Excerpted passage
Actually none of them work for me. I love the demotivator calendars though. Every year I give me mother in law one and I list our wedding anniversary as “Can you believe she’s still married to that SOB?” or some such. She loves them.

“Winter teaches a naked woman to knit.” … if we assume that yarn and needles are free, and that you can learn to knit just by examining yarn (without needing, say, lessons), and she doesn’t freeze to death or get arrested for indecent exposure in the time it takes to learn.

Stupid and callous.

Why would it have to be a naked woman? Wouldn’t a naked man have the same reason to learn to knit?

I like when you go in people’s kitchens and they have signs on the walls that say “EAT.” Or a sign that says “dream” over their bed. Yeah, that’s gonna help.

There’s a radio commercial airing here that says “You can’t fix the economy, but you want to make gay marriage legal?”

Hey, Stupid. Ever hear of the marraige tax?

Two from real life:

Keychains that said “Do it right the first time.” I kept expecting to flip it over and see “Or else.”

The second was a whole theme, complete with mousepads, “Failure is not an option.” It was for a massive administrative project that, sure, it had to be done, it was work, but lives most definitely did not hang in the balance.

A motivational slogan I’ve seen on promotional gear for the US Marine Corps: Pain is weakness leaving the body. :rolleyes:

I’ll remember that next time I get a migraine.

Whaaa…? Where did you see this?

“Success is not an option”
http:// FAIL Blog - Epic FAILs funny videos - Funny Fails - Cheezburger (Mildly NSFW)

Obviously, a naked man would simply kill a bear with his bare hands and cuddle up in the warm, steaming entrails. They just didn’t think that would look good on poster.

Because necessity is the mother of invention?

From way back when…

THINK

If I plan to learn, I must learn to plan. Seen in various classrooms from elementary school to college.

Okay, so before you can learn, you have to be able to plan, but in order to plan, you have to learn to do it, which you can’t do, because planning is a prerequisite for learning. Ergo, you’re fucked from the outset and there’s nothing you can do about it. This is an excellent message to send to students.

Then, of course, there’s the fact that the sentiment itself is blatantly untrue, and thank god for that. If I had gone through life learning only the things I had actively planned to learn, I would be one ignorant SOB, and wouldn’t we all.

Data extract

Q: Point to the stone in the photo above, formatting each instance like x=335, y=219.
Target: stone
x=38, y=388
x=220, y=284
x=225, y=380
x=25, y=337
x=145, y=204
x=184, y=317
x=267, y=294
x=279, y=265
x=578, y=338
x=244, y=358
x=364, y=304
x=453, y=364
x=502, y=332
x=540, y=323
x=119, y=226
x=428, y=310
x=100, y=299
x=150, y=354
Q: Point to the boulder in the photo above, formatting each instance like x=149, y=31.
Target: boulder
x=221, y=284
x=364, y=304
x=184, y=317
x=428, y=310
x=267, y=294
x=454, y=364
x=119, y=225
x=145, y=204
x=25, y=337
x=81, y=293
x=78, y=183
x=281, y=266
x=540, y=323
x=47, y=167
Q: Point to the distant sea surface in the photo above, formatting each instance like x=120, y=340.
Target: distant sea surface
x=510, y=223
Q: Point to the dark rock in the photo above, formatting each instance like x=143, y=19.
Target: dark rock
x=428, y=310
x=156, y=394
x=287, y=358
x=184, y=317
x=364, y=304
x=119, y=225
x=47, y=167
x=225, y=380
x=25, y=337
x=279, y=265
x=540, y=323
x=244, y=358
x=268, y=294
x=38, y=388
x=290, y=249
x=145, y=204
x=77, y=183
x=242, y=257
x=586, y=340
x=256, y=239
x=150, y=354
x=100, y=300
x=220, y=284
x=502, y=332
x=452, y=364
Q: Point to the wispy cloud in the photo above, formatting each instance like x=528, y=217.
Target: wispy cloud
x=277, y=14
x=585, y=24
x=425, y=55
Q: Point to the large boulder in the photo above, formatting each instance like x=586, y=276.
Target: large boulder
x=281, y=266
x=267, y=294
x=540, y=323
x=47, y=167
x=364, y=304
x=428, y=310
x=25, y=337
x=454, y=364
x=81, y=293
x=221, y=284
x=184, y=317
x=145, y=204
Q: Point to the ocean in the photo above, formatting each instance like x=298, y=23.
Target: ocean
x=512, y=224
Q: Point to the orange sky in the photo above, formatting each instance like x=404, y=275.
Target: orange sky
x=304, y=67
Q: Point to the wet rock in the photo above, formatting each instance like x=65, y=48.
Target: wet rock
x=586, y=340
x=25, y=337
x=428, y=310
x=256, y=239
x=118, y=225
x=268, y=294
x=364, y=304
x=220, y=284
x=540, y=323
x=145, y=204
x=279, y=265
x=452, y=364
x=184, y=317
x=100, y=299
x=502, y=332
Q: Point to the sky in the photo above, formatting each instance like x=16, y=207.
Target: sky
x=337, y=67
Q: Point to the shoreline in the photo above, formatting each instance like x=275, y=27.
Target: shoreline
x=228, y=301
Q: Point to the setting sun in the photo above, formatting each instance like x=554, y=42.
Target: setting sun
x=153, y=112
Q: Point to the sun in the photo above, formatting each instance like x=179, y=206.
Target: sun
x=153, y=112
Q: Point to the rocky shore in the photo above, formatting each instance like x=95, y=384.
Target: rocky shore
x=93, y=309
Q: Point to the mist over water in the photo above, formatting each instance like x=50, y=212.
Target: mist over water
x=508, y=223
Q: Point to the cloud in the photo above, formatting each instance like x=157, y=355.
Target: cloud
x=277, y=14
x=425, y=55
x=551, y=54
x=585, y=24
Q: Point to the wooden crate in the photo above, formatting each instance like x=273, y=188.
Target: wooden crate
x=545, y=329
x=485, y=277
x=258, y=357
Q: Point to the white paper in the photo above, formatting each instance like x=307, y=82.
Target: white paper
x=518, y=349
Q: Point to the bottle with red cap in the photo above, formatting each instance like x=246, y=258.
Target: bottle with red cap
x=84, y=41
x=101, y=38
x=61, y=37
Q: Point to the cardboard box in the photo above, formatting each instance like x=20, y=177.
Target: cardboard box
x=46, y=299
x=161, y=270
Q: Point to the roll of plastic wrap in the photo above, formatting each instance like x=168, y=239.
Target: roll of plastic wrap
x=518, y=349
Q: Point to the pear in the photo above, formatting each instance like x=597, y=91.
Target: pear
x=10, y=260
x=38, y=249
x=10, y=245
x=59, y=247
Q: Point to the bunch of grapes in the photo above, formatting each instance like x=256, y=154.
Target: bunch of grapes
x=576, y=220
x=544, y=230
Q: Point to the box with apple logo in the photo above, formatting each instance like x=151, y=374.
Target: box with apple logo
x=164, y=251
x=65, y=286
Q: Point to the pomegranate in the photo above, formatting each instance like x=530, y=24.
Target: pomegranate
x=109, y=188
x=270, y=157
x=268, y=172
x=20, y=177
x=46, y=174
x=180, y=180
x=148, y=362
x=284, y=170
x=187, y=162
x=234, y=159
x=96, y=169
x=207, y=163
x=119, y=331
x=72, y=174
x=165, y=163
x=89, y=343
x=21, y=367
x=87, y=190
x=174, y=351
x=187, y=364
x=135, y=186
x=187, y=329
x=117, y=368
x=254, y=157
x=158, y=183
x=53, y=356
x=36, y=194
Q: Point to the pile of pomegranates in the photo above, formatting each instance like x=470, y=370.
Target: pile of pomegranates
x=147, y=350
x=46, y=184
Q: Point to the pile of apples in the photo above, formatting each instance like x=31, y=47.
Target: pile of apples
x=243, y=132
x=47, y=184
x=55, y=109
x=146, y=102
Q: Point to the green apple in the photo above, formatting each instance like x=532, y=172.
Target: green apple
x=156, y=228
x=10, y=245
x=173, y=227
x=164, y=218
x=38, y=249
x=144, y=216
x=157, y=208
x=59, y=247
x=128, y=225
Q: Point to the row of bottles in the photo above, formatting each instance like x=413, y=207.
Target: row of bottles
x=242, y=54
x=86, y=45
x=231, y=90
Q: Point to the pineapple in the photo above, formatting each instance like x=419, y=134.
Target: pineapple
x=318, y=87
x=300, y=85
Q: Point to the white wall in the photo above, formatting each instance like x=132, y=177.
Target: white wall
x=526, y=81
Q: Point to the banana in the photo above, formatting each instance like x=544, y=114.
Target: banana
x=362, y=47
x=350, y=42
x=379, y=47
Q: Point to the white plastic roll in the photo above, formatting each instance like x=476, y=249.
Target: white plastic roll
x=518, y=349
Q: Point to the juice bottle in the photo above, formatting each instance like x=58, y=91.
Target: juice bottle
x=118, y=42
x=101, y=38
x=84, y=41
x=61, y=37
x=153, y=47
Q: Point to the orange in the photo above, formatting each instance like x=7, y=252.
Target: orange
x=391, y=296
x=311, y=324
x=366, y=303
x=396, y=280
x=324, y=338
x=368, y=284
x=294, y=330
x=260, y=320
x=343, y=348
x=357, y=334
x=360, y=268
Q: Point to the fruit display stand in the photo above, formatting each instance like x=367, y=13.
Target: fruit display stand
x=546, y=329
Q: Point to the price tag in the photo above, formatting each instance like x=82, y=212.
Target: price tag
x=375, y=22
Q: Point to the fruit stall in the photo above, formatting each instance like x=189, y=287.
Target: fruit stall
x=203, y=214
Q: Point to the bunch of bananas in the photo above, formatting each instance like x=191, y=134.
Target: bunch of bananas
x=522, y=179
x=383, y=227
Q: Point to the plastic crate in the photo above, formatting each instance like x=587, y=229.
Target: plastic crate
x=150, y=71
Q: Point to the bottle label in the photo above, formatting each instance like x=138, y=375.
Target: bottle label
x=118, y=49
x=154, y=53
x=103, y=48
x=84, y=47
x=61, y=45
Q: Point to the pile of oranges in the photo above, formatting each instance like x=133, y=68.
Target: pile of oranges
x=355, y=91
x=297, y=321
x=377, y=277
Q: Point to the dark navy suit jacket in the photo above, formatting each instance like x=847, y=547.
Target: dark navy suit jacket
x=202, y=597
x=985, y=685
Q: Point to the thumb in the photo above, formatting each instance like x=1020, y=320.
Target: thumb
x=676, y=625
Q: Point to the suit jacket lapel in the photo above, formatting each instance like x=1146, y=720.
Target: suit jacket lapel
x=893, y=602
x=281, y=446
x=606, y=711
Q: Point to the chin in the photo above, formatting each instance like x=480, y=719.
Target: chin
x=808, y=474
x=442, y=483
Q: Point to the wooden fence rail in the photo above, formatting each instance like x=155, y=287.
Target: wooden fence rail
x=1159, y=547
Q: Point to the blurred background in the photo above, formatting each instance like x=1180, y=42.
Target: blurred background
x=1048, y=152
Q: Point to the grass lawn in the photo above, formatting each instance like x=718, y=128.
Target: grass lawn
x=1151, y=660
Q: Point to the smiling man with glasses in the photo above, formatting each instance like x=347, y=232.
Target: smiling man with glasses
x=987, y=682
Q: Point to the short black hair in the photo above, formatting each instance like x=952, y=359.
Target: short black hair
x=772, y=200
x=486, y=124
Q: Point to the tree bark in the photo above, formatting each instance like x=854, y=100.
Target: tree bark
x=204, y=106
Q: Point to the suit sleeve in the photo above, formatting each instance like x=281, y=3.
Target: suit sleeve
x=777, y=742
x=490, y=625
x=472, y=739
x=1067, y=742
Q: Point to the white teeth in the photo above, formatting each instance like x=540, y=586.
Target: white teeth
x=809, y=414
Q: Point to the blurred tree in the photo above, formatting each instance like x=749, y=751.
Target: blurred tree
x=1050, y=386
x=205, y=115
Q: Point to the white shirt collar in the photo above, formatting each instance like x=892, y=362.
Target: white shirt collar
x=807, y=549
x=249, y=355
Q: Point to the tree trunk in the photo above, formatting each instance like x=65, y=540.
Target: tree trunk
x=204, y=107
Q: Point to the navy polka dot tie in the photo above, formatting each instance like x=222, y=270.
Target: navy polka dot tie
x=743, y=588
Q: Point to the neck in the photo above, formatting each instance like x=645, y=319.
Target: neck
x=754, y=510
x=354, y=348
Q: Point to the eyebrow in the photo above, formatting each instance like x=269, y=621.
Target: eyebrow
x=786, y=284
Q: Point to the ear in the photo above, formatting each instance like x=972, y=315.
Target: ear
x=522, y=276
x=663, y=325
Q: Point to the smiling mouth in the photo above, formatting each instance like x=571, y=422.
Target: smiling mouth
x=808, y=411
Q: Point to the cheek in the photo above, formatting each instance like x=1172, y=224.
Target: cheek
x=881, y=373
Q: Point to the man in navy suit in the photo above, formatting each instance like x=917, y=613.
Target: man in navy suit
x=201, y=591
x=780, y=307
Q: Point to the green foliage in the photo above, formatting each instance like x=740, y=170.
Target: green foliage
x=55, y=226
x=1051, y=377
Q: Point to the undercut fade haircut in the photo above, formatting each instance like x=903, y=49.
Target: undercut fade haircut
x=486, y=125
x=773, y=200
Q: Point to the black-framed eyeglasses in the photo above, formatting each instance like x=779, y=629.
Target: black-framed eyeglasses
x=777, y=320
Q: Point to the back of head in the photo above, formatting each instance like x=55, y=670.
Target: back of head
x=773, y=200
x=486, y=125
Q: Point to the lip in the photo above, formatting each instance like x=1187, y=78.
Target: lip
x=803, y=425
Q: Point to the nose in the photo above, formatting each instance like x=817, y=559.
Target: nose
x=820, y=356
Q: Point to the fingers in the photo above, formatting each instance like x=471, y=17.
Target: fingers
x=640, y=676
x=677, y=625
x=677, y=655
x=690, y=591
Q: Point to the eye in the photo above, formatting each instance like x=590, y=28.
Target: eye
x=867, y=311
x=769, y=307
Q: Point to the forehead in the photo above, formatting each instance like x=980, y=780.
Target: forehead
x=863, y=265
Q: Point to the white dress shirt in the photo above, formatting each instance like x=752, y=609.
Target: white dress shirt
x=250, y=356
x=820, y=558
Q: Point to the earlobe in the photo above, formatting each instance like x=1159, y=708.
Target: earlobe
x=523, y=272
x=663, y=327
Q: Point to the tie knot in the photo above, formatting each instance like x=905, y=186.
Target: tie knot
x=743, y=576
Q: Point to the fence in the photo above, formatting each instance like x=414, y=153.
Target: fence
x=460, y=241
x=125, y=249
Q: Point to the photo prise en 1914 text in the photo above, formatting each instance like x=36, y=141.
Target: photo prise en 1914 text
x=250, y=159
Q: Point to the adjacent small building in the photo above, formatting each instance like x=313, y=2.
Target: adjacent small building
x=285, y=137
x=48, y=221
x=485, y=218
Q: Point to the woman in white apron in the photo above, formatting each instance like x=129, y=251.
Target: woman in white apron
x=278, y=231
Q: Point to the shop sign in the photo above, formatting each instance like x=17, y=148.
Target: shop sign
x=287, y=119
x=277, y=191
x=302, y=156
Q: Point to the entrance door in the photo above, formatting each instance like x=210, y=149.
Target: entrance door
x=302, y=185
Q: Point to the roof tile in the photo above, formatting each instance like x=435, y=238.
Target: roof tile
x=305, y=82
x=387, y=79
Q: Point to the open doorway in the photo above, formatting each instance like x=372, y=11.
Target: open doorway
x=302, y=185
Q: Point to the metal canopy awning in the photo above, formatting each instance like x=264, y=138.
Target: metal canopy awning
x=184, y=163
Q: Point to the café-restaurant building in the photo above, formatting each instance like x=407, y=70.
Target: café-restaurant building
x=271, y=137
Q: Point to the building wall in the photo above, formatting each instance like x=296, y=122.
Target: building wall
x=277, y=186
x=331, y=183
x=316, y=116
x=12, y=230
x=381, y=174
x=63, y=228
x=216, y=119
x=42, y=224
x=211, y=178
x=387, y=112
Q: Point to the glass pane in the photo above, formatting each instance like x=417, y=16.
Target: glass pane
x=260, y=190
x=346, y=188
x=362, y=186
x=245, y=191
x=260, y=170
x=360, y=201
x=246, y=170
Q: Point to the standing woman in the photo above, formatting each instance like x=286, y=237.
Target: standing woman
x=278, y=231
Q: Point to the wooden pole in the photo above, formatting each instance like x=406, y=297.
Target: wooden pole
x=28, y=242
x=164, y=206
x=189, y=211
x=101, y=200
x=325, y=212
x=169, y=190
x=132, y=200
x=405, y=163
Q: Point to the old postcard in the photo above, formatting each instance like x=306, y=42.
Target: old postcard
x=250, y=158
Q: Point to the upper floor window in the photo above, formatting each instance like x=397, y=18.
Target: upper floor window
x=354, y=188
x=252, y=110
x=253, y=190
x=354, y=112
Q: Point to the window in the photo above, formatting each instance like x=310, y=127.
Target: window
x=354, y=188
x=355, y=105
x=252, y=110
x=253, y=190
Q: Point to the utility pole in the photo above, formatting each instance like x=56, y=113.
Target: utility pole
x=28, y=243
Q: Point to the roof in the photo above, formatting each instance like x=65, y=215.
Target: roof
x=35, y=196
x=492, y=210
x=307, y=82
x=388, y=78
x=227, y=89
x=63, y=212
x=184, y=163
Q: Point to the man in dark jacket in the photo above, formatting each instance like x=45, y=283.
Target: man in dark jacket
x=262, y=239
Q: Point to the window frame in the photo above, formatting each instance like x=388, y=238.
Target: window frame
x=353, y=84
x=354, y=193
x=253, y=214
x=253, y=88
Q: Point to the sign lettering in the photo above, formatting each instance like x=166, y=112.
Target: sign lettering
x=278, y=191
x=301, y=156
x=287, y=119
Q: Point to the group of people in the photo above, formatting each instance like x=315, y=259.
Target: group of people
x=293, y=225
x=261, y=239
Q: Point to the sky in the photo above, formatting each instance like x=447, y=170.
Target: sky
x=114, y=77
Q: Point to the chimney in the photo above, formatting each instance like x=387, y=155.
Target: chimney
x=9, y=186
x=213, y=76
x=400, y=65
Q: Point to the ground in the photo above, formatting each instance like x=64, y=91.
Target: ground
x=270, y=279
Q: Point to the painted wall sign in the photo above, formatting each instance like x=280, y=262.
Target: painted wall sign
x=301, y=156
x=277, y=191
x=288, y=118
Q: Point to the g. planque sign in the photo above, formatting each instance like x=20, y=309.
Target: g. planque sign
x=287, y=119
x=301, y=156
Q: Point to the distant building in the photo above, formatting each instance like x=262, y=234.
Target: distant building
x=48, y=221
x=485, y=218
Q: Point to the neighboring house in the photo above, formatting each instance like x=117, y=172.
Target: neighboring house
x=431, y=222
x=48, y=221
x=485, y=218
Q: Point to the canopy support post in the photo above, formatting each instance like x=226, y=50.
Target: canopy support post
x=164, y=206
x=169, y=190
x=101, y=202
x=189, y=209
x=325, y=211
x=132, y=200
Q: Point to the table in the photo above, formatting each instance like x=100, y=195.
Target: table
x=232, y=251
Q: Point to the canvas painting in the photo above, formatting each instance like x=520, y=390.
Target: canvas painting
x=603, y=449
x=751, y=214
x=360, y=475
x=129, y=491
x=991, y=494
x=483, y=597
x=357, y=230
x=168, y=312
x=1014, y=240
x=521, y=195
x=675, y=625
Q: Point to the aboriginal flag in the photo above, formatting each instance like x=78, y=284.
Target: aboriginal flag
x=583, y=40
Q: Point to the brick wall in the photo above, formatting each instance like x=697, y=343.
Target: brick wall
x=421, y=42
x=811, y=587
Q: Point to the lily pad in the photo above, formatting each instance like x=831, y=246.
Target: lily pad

Brief 1
Repeat word for word the part of the forum thread about motivational slogans from "Actually none of" to "learn to knit?".
Brief 2
In the forum thread about motivational slogans, what did the keychains say?
Brief 3
Keep writing the forum thread about motivational slogans, picking up after its last post.
You won't need the items for anything here.

Response 1
Actually none of them work for me. I love the demotivator calendars though. Every year I give me mother in law one and I list our wedding anniversary as “Can you believe she’s still married to that SOB?” or some such. She loves them.

“Winter teaches a naked woman to knit.” … if we assume that yarn and needles are free, and that you can learn to knit just by examining yarn (without needing, say, lessons), and she doesn’t freeze to death or get arrested for indecent exposure in the time it takes to learn.

Stupid and callous.

Why would it have to be a naked woman? Wouldn’t a naked man have the same reason to learn to knit?

Response 2
"Do it right the first time."

Response 3
Alternately, there’s the interpretation that it’s not saying that unplanned learning is impossible, but merely that planned learning requires planning beforehand. In that case, I’d respond that long cat is long, and useless tautology is useless.

I know I’ve spent far more time and energy hating that poster than it probably warrants, but its prevalence combined with its nonsensicality pisses me off.

I could use a sign on my 'fridge that says FAT ASS.

I hate this one. The reality, in almost any life situation, and especially in almost any business situation, is that failure is an option and should remain on the table. The alternative is to squander endless resources on hopeless causes.

How about one in the bathroom that says STRAIN.

No, he just finds that naked woman who just knitted that sweater and steals it.

IMHO, pretty much every “motivational” saying stinks - when used as a broad-brush, state-it-like-a-universal-truth type cliche.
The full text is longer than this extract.